Entries shown —
- Opening Delimiter -
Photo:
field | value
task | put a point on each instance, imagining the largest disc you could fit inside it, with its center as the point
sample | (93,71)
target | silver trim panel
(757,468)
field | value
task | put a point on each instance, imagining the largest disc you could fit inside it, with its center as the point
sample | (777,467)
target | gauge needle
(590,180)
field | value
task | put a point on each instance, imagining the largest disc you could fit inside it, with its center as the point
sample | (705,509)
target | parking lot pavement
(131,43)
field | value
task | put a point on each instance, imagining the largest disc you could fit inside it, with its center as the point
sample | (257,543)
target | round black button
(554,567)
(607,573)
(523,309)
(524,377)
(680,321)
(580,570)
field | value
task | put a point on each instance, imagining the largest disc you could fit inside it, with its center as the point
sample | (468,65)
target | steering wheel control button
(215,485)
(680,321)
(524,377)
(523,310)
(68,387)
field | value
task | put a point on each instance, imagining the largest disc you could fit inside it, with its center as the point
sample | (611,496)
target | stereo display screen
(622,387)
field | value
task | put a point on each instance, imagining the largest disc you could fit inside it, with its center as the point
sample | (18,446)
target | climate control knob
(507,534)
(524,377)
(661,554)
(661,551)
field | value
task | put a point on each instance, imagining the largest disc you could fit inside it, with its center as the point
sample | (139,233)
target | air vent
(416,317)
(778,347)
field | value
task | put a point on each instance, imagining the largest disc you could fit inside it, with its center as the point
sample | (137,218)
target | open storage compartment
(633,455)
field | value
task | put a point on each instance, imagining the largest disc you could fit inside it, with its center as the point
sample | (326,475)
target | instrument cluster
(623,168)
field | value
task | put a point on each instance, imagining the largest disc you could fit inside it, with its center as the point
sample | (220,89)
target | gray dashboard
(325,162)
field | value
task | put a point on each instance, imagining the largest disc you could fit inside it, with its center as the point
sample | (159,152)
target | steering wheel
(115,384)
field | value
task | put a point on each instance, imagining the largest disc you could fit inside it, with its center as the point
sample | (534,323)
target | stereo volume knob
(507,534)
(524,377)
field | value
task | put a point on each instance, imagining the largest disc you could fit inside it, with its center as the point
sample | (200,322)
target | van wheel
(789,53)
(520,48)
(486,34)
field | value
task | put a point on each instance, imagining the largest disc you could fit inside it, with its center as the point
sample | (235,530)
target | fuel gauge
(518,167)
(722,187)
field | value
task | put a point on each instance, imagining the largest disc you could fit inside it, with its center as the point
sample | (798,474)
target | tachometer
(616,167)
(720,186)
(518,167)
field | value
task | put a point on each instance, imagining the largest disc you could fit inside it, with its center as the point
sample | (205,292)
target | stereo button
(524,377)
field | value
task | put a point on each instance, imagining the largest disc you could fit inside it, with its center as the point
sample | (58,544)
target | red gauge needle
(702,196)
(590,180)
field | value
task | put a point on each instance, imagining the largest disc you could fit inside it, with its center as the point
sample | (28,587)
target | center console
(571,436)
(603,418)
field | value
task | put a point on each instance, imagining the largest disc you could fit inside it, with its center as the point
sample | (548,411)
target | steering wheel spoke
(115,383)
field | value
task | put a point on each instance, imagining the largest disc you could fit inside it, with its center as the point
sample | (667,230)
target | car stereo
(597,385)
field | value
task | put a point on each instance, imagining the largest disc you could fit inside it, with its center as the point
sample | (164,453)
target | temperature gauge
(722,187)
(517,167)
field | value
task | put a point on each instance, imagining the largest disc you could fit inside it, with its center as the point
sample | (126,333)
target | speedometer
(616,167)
- Closing Delimiter -
This exercise calls for the entries to be restated exactly.

Finished exercise —
Photo:
field | value
task | put a point on each instance, imagining the largest disc you could fit inside it, with its center as the point
sample | (93,71)
target | silver trim panel
(757,468)
field | value
task | put a point on each instance, imagining the largest disc you could fit inside it, with its center as the point
sample | (777,467)
target | gauge needle
(590,180)
field | value
task | put a point on each instance, imagining the largest disc you could fit inside it, with its center as the point
sample | (705,509)
target | parking lot pavement
(131,43)
field | value
task | put a point on each instance, imagining the largest disc you could fit inside it, with its center as the point
sample | (257,543)
target | round black button
(554,567)
(607,573)
(523,309)
(524,377)
(680,321)
(580,570)
field | value
task | put a point on each instance, imagining the largest disc you could fit inside it, with its center as the point
sample | (468,65)
target | steering wheel control button
(215,485)
(680,321)
(524,377)
(523,310)
(68,387)
field | value
task | put a point on each instance, imagining the largest disc you could fit inside it, with its center as the point
sample | (611,496)
target | stereo display screen
(622,387)
field | value
task | put a point on each instance, imagining the largest disc you could fit inside it, with its center as the point
sample | (18,446)
target | climate control knob
(507,534)
(524,377)
(661,554)
(661,551)
field | value
task | put a point on each instance, imagining the largest disc you could fit inside it, with its center as the point
sample | (139,233)
target | air vent
(416,317)
(778,347)
field | value
task | put a point on each instance, imagining the largest disc you could fit inside it, with its center as the point
sample | (137,218)
target | open storage compartment
(633,455)
field | value
task | put a point on each instance, imagining the largest disc you could fit inside it, with its center as the point
sample | (326,475)
target | instrument cluster
(623,168)
field | value
task | put a point on each instance, imagining the largest disc you could fit inside it, with its center as the point
sample | (220,89)
target | gray dashboard
(325,162)
field | value
task | put a point on each instance, imagining the largest disc you could fit inside it, with its center as the point
sample | (159,152)
target | steering wheel
(115,384)
field | value
task | put a point on each instance, imagining the largest disc you could fit inside it, with its center as the point
sample | (534,323)
target | stereo volume knob
(507,534)
(524,377)
field | value
task | put a point on each instance, imagining the largest disc you could fit inside it, with its center as the point
sample | (200,322)
target | van wheel
(789,53)
(520,48)
(486,34)
field | value
task | put a point on each instance, imagining the largest disc you could fit inside it, with its center as the point
sample | (235,530)
target | fuel gauge
(518,167)
(722,187)
field | value
task | put a point on each instance, imagining the largest disc you could fit inside it, with its center as the point
sample | (798,474)
target | tachometer
(616,167)
(720,186)
(518,167)
field | value
task | put a point on each instance, imagining the largest disc you could fit inside it, with its center as the point
sample | (205,292)
target | stereo button
(524,377)
field | value
task | put a point on each instance, imagining the largest disc you could fit inside it, with its center as the point
sample | (58,544)
target | red gauge needle
(702,196)
(590,180)
field | value
task | put a point on each instance, imagining the largest disc you could fit inside it, with its center as the point
sample | (28,587)
target | center console
(571,436)
(603,418)
field | value
task | put a point on each instance, imagining the largest disc you could fit inside it, with its center as the point
sample | (548,411)
target | steering wheel spoke
(115,383)
field | value
task | put a point on each instance, imagining the largest disc you could fit inside it, with its center as the point
sample | (667,230)
target | car stereo
(597,385)
field | value
task | put a point on each instance, imagining the largest disc you could fit inside it, with its center as the point
sample | (164,453)
target | temperature gauge
(722,187)
(517,167)
field | value
task | put a point on each instance, imagining the largest disc you could fit inside it, with its center as the point
sample | (126,333)
target | speedometer
(616,167)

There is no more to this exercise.